* PROBLEM DESCRIPTION: Below are records to be output exactly, every one of them.

⟨

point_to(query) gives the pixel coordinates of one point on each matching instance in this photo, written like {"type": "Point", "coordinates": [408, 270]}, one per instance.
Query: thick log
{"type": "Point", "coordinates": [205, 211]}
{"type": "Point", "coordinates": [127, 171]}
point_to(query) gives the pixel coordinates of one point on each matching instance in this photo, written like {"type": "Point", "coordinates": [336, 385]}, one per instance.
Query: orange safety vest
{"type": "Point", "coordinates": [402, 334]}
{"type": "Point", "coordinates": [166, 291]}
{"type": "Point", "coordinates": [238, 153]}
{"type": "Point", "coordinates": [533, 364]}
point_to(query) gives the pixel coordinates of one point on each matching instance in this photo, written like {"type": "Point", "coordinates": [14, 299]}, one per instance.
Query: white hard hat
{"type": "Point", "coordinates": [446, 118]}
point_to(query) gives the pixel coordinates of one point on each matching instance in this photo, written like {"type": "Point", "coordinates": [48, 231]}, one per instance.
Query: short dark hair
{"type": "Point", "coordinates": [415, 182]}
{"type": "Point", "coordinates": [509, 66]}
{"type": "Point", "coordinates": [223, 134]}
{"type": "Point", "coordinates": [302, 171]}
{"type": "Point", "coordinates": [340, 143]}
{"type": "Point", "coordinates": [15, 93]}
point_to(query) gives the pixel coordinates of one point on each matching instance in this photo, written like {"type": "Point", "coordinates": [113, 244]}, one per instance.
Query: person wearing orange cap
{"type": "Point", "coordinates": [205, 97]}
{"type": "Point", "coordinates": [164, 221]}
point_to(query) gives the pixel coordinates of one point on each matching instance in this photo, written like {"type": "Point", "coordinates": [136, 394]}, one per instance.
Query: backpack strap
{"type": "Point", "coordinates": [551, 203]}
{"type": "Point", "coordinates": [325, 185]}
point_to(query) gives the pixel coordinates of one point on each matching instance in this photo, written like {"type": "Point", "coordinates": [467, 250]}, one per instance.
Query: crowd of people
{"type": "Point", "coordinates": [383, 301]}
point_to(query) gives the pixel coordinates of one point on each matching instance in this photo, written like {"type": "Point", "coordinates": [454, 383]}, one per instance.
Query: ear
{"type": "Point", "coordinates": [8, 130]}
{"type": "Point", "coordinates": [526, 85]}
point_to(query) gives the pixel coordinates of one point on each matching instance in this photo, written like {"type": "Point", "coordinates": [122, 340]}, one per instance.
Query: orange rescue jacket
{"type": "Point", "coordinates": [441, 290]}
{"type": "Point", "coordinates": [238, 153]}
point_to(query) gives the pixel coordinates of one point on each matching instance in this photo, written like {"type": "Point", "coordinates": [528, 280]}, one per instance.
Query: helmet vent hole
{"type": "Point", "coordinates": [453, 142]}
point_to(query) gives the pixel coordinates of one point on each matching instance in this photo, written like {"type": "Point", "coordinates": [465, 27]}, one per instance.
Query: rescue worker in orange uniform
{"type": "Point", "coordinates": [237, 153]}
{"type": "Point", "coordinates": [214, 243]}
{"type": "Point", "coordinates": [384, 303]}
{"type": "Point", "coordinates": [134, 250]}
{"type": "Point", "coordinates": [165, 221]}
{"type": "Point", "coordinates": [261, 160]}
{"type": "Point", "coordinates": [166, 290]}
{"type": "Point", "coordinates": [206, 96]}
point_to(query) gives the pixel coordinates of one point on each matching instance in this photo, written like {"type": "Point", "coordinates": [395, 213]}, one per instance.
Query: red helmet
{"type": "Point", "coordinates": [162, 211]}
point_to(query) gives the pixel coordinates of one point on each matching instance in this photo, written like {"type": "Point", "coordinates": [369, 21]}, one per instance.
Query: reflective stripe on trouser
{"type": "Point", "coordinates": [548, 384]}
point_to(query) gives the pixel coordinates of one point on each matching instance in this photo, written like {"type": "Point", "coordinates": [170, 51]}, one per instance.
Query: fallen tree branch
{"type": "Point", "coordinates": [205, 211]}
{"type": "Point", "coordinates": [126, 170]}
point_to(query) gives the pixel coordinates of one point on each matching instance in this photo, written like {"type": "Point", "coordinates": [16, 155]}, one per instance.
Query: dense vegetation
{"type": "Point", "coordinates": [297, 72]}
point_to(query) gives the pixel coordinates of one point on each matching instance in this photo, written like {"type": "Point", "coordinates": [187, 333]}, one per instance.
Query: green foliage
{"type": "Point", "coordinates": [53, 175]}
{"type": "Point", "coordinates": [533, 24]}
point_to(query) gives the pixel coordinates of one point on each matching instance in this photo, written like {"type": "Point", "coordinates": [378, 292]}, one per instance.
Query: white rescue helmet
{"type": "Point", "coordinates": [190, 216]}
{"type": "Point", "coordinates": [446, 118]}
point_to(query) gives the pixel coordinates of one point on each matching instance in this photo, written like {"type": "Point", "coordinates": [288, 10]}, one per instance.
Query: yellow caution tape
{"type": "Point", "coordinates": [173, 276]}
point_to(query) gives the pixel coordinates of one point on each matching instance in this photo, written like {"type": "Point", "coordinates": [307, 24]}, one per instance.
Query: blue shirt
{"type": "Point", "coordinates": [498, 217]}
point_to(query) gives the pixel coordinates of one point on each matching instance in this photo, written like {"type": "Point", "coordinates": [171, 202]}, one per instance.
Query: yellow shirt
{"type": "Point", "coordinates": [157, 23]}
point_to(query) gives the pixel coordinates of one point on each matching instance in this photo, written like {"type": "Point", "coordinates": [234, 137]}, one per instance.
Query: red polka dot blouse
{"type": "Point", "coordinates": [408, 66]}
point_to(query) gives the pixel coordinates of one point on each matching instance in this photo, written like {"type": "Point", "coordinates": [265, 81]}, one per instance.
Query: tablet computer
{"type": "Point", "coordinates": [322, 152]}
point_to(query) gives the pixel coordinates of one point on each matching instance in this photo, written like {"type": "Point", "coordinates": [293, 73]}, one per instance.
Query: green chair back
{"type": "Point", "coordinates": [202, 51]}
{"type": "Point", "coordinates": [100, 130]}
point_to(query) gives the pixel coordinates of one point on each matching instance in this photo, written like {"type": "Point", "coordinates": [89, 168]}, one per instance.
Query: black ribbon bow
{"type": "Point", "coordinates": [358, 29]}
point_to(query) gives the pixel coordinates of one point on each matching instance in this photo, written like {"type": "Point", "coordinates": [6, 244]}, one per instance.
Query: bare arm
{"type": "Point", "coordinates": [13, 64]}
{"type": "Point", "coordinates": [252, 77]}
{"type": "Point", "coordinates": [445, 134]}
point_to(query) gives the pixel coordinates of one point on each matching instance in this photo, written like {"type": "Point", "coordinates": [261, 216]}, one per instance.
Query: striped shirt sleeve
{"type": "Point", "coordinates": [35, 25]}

⟩

* CORRECT RESULT:
point_to(query) gives the pixel coordinates of one point on each matching instance in this photo, written like {"type": "Point", "coordinates": [408, 270]}, one per instance.
Query: thick log
{"type": "Point", "coordinates": [205, 211]}
{"type": "Point", "coordinates": [127, 171]}
point_to(query) gives the pixel coordinates of one point on each matching instance in this photo, written like {"type": "Point", "coordinates": [336, 385]}, one per instance.
Query: orange safety vest
{"type": "Point", "coordinates": [402, 334]}
{"type": "Point", "coordinates": [166, 291]}
{"type": "Point", "coordinates": [238, 153]}
{"type": "Point", "coordinates": [533, 364]}
point_to(query) gives the pixel coordinates of one point on each matching instance in this photo, written like {"type": "Point", "coordinates": [14, 299]}, one per instance.
Query: white hard hat
{"type": "Point", "coordinates": [446, 118]}
point_to(query) gives the pixel coordinates of one point on each matching instance in this photo, written like {"type": "Point", "coordinates": [48, 231]}, one per instance.
Query: short dark hair
{"type": "Point", "coordinates": [415, 182]}
{"type": "Point", "coordinates": [509, 66]}
{"type": "Point", "coordinates": [223, 134]}
{"type": "Point", "coordinates": [302, 171]}
{"type": "Point", "coordinates": [340, 143]}
{"type": "Point", "coordinates": [15, 93]}
point_to(query) gives the pixel coordinates of one point on each matching instance in this photo, written like {"type": "Point", "coordinates": [113, 244]}, one per instance.
Query: person wearing orange cap
{"type": "Point", "coordinates": [205, 97]}
{"type": "Point", "coordinates": [164, 221]}
point_to(query) gives the pixel coordinates of one point on each matching instance in this photo, written like {"type": "Point", "coordinates": [136, 394]}, one per instance.
Query: backpack strap
{"type": "Point", "coordinates": [551, 203]}
{"type": "Point", "coordinates": [325, 185]}
point_to(query) gives the pixel coordinates of one point on each matching instance in this photo, written like {"type": "Point", "coordinates": [467, 250]}, one per instance.
Query: crowd of people
{"type": "Point", "coordinates": [383, 301]}
point_to(query) gives the pixel coordinates of one point on each matching instance in this photo, written like {"type": "Point", "coordinates": [454, 383]}, one per instance.
Query: ear
{"type": "Point", "coordinates": [8, 130]}
{"type": "Point", "coordinates": [526, 85]}
point_to(query) gives the pixel coordinates of one point on each matching instance in this photo, written like {"type": "Point", "coordinates": [122, 340]}, one per instance.
Query: orange rescue jacket
{"type": "Point", "coordinates": [441, 290]}
{"type": "Point", "coordinates": [238, 153]}
point_to(query) gives the pixel coordinates of one point on each matching instance in this photo, written like {"type": "Point", "coordinates": [528, 280]}, one per instance.
Query: helmet vent hole
{"type": "Point", "coordinates": [453, 142]}
point_to(query) gives the pixel coordinates of one point on each matching instance in this photo, written like {"type": "Point", "coordinates": [465, 27]}, one per instance.
Query: rescue worker in orange uniform
{"type": "Point", "coordinates": [237, 153]}
{"type": "Point", "coordinates": [214, 243]}
{"type": "Point", "coordinates": [384, 303]}
{"type": "Point", "coordinates": [134, 250]}
{"type": "Point", "coordinates": [165, 221]}
{"type": "Point", "coordinates": [261, 160]}
{"type": "Point", "coordinates": [166, 290]}
{"type": "Point", "coordinates": [206, 96]}
point_to(query) gives the pixel coordinates of one point on each matching instance in this photo, written like {"type": "Point", "coordinates": [395, 213]}, one per instance.
Query: red helmet
{"type": "Point", "coordinates": [162, 211]}
point_to(query) gives the pixel coordinates of one point on each matching instance in this photo, written like {"type": "Point", "coordinates": [369, 21]}, one per instance.
Query: reflective stripe on trouser
{"type": "Point", "coordinates": [548, 384]}
point_to(query) gives the pixel coordinates of one point on each matching instance in this photo, written like {"type": "Point", "coordinates": [170, 51]}, one per instance.
Query: fallen tree branch
{"type": "Point", "coordinates": [205, 211]}
{"type": "Point", "coordinates": [126, 170]}
point_to(query) gives the pixel coordinates of one point on each matching instance in this photo, written like {"type": "Point", "coordinates": [16, 155]}, one per instance.
Query: dense vegetation
{"type": "Point", "coordinates": [297, 72]}
point_to(query) gives the pixel coordinates of one point on each matching instance in this photo, written like {"type": "Point", "coordinates": [187, 333]}, one per instance.
Query: green foliage
{"type": "Point", "coordinates": [53, 175]}
{"type": "Point", "coordinates": [533, 24]}
point_to(query) gives the pixel coordinates of one point on each matching instance in this photo, written like {"type": "Point", "coordinates": [378, 292]}, one per instance.
Query: white rescue helmet
{"type": "Point", "coordinates": [190, 216]}
{"type": "Point", "coordinates": [446, 118]}
point_to(query) gives the pixel coordinates of one point on each matching instance in this photo, written like {"type": "Point", "coordinates": [288, 10]}, one per instance.
Query: yellow caution tape
{"type": "Point", "coordinates": [173, 276]}
point_to(query) gives the pixel coordinates of one point on each matching instance in this photo, written like {"type": "Point", "coordinates": [307, 24]}, one per instance.
Query: blue shirt
{"type": "Point", "coordinates": [498, 217]}
point_to(query) gives the pixel coordinates of one point on each matching instance in this photo, written like {"type": "Point", "coordinates": [171, 202]}, one per instance.
Query: yellow shirt
{"type": "Point", "coordinates": [157, 23]}
point_to(query) gives the pixel coordinates of one point on each matching instance in this photo, written like {"type": "Point", "coordinates": [234, 137]}, one per instance.
Query: red polka dot blouse
{"type": "Point", "coordinates": [408, 66]}
point_to(query) gives the pixel coordinates of one point on each matching instance in this photo, written like {"type": "Point", "coordinates": [265, 81]}, one per instance.
Query: tablet computer
{"type": "Point", "coordinates": [322, 152]}
point_to(query) gives the pixel coordinates of one point on each matching instance in this photo, written like {"type": "Point", "coordinates": [293, 73]}, one per instance.
Query: green chair back
{"type": "Point", "coordinates": [202, 51]}
{"type": "Point", "coordinates": [100, 130]}
point_to(query) gives the pixel coordinates of one point on each matching instance in this photo, written like {"type": "Point", "coordinates": [89, 168]}, one per instance.
Query: black ribbon bow
{"type": "Point", "coordinates": [358, 29]}
point_to(query) gives the pixel coordinates of one point on each matching instance in this photo, written like {"type": "Point", "coordinates": [6, 244]}, one per instance.
Query: bare arm
{"type": "Point", "coordinates": [13, 64]}
{"type": "Point", "coordinates": [252, 77]}
{"type": "Point", "coordinates": [445, 134]}
point_to(query) gives the pixel coordinates of one point on each matching instance in this photo, written like {"type": "Point", "coordinates": [261, 216]}, one per instance.
Query: striped shirt sleeve
{"type": "Point", "coordinates": [35, 25]}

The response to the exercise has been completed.